▸ Metin:
# # # # #
Sefine'ye: "Emevîler, hilâfetin kendilerinde (devam ettiğini) zannederler"denmişti, şu cevabı verdi: "Benî'z-Zerkâ yalan söylüyor. Onlar krallardır, hem de en kötü krallar."
Ebû Dâvud, Sünnet 9 (4648, 4647); Tirmizî,Fiten 48, (2227).
Hz. Câbir İbnu Semüre (radıyallâhu anh) anlatıyor: "Resûlullah (aleyhissalâtu vesselâm) buyurdular ki:
"Bu din, hepsi Kureyş'ten gelecek olan on iki halifeye kadar aziz ve güçlü olacaktır. "
Resûlullah (aleyhissalâtu vesselâm)'a soruldu:
"Sonra ne olacak?"
"Sonra herc (fitne ve kargaşa) gelecek!" diye cevap verdi."
Buharî, Ahkâm 51; Müslim, İmâret 5-9 (1821); Tirmizî, Fiten 46, (2224). Bu üç kitap, hadisin "Kureyş'ten" kelimesine kadar kısmını: "Ebû Dâvud da Medhi 1, (4279), 4280) tamamını tahric etmiştir.
# # # # #
▸ Veri Bölümü:
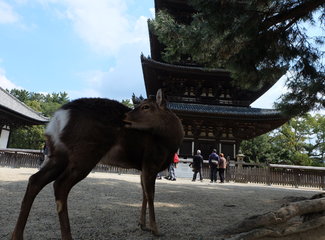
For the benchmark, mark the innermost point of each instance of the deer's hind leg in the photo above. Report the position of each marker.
(148, 180)
(36, 183)
(78, 169)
# # # # #
▸ Alıştırmalar:
(1) Hilâfetle ilgili metne göre aşağıdaki soruları yanıtlayın:
(a) Sefine, Emevîler hakkında ne söylemiştir?
(b) Din, kaç halifeye kadar aziz ve güçlü olacaktır ve bu halifeler nereden gelecektir?
(c) "Sonra ne olacak?" sorusuna hangi cevap verilmiştir?
(2) Hilâfetle ilgili metindeki "Bu din, hepsi Kureyş'ten gelecek olan on iki halifeye kadar aziz ve güçlü olacaktır." cümlesini İngilizceye çevirin.
(3) Hilâfetle ilgili metni son cümlesinden sonra devam ettirin.

▸ Görev Yanıtları:
(1)
(a) Benî'z-Zerkâ'nın yalan söylediğini, Emevîlerin kral, hem de en kötü krallar olduğunu söylemiştir.
(b) On iki halifeye kadar; hepsi Kureyş'ten gelecektir.
(c) "Sonra herc (fitne ve kargaşa) gelecek!"

(2) This religion will remain mighty and strong until twelve caliphs, all of whom will come from Quraysh.

(3)
İMAMLIGI VE EMİRLİGİ SAHİH OLANLAR
Ebû Saîd (radıyallâhu anh) anlatıyor: "Resûlullah (aleyhissalâtu vesselâm) buyurdular ki: "İki halifeye birden biat edildi mi, onlardan ikincisini öldürüverin."
Müslim, İmâret 61, (1852).
Arface İbnu Şureyh (radıyallâhu anh) anlatıyor: Resûlullah (aleyhissalâtu vesselâm) buyurdular ki: "Siz bir kişinin etrafında birlik halinde iken, bir başkası gelip, kuvvetinizi kırmak veya cemaatinizi bölmek isterse, onu öldürüverin. "
Müslim, İmaret 60, ( 1852).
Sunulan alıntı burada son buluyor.